** Start Dataset extract **

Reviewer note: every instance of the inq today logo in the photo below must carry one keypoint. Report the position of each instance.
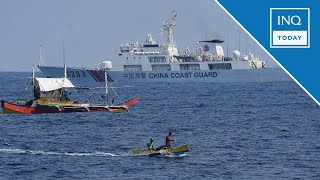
(289, 27)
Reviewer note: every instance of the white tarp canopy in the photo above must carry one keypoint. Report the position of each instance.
(50, 84)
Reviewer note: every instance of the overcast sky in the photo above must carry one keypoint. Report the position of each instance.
(93, 30)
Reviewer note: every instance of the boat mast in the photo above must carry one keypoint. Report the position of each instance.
(41, 61)
(33, 76)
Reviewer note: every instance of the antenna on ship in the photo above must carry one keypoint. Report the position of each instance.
(168, 29)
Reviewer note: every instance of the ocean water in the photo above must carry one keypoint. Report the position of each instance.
(235, 131)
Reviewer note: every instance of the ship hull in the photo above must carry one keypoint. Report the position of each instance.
(80, 75)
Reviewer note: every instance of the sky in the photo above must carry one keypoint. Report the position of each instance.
(93, 30)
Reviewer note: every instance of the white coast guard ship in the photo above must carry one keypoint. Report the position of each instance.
(153, 62)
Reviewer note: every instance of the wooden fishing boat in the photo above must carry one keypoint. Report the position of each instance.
(177, 151)
(50, 96)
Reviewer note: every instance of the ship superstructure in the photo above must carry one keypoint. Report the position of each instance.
(153, 62)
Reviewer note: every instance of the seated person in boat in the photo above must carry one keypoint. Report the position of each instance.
(168, 140)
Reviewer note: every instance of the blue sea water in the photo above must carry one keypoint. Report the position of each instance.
(235, 131)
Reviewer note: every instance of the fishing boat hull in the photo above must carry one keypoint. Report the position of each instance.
(12, 108)
(178, 151)
(52, 107)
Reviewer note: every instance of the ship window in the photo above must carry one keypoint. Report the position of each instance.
(161, 67)
(220, 66)
(132, 68)
(157, 59)
(187, 67)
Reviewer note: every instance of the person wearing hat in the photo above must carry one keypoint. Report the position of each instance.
(168, 140)
(150, 145)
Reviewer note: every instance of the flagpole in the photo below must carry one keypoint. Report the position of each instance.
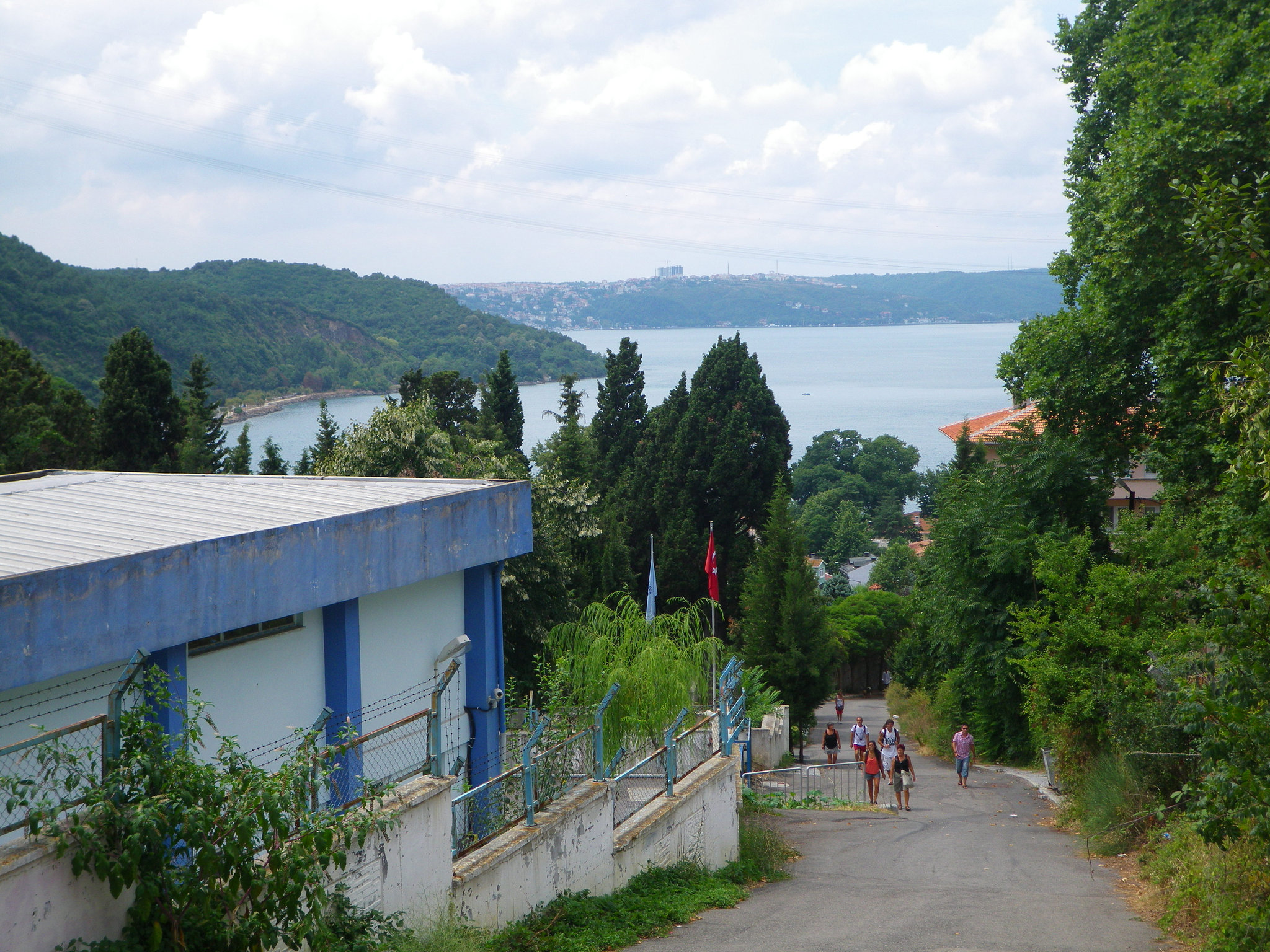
(714, 687)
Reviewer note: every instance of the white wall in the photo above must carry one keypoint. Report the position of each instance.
(259, 691)
(403, 631)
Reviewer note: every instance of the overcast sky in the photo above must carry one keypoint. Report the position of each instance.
(536, 140)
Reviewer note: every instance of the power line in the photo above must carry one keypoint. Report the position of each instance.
(465, 154)
(367, 195)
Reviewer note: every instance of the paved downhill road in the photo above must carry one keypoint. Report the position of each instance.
(966, 871)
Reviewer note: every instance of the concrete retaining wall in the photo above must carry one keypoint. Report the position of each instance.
(574, 845)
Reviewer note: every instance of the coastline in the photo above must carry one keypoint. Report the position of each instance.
(282, 403)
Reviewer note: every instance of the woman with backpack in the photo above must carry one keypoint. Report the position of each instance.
(904, 778)
(873, 771)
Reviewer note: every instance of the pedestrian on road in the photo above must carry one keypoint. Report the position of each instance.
(859, 738)
(873, 771)
(830, 744)
(963, 749)
(889, 742)
(904, 777)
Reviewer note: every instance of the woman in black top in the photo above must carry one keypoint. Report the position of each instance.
(830, 744)
(902, 776)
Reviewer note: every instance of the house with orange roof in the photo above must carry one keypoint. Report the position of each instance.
(1137, 491)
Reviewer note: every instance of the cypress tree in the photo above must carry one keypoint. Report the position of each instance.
(730, 447)
(239, 459)
(271, 460)
(203, 446)
(140, 416)
(620, 414)
(784, 624)
(328, 434)
(500, 412)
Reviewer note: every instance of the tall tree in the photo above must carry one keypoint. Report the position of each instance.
(140, 416)
(271, 460)
(620, 414)
(500, 405)
(239, 459)
(42, 423)
(784, 624)
(729, 448)
(328, 434)
(202, 450)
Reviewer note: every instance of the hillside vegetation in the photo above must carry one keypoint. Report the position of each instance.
(265, 327)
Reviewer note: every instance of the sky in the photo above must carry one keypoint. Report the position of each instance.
(536, 140)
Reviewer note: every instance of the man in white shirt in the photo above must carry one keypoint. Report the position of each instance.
(859, 738)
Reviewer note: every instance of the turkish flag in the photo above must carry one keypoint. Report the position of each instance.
(711, 569)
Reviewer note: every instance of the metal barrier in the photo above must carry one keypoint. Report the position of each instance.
(821, 782)
(43, 765)
(638, 785)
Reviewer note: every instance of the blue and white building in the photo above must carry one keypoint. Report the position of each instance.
(273, 597)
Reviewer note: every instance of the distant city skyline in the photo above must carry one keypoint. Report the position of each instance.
(544, 140)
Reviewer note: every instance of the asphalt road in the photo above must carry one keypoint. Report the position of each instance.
(966, 871)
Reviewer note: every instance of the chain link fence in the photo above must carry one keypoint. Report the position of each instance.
(60, 760)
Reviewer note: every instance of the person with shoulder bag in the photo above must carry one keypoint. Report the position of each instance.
(904, 778)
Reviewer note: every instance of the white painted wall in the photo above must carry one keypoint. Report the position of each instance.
(403, 631)
(259, 691)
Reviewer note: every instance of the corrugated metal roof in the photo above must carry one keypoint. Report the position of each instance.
(70, 518)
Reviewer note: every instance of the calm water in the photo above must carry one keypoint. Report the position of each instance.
(907, 381)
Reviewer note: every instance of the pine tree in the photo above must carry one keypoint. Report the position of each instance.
(784, 624)
(500, 405)
(239, 459)
(620, 414)
(730, 447)
(203, 446)
(328, 434)
(140, 415)
(271, 460)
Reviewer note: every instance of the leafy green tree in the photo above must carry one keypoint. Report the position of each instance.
(328, 434)
(784, 624)
(620, 412)
(202, 448)
(140, 416)
(500, 405)
(239, 459)
(1165, 93)
(219, 853)
(895, 569)
(271, 460)
(42, 425)
(453, 399)
(866, 626)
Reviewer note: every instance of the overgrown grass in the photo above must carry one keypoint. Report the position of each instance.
(652, 904)
(1220, 897)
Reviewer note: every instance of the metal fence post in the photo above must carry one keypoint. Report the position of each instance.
(671, 748)
(435, 767)
(112, 741)
(527, 759)
(600, 733)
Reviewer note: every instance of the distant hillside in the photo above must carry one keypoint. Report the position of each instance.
(266, 327)
(748, 300)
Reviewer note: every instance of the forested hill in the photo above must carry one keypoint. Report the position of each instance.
(781, 300)
(265, 327)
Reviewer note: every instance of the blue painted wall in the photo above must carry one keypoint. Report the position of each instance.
(71, 619)
(483, 611)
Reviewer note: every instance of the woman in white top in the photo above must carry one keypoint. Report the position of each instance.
(889, 746)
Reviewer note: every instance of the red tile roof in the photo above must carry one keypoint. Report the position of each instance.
(990, 428)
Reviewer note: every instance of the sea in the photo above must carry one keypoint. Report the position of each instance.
(906, 381)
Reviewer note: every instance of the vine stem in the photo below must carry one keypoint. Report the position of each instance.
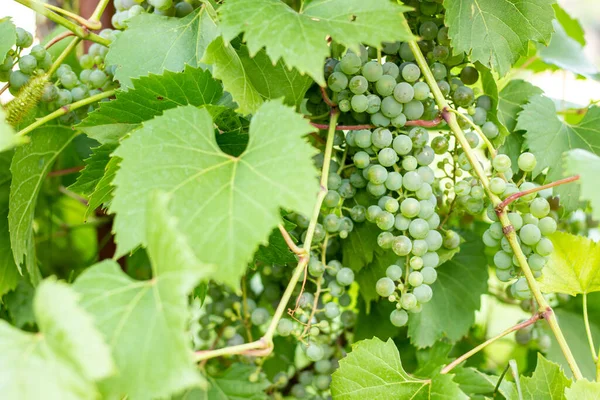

** End Dataset extract **

=== Task to complete ===
Identify every line in the listing above that contains the string "wall", and copy each such line. Case counts.

=== Worked solution ===
Reviewer note: every instance of the white wall in the photo above must carry one keypoint. Report the position of each instance.
Reviewer note: every instance of the concrete retaining wall in the photo above must carry one keypoint. Report the position of each instance.
Reviewer note: every instance of the white painted wall in the photo above must carry one keypoint. Report the position of each instance.
Reviewer note: every instance of the blue painted wall in the photo above must carry one keypoint. Report the position of each instance.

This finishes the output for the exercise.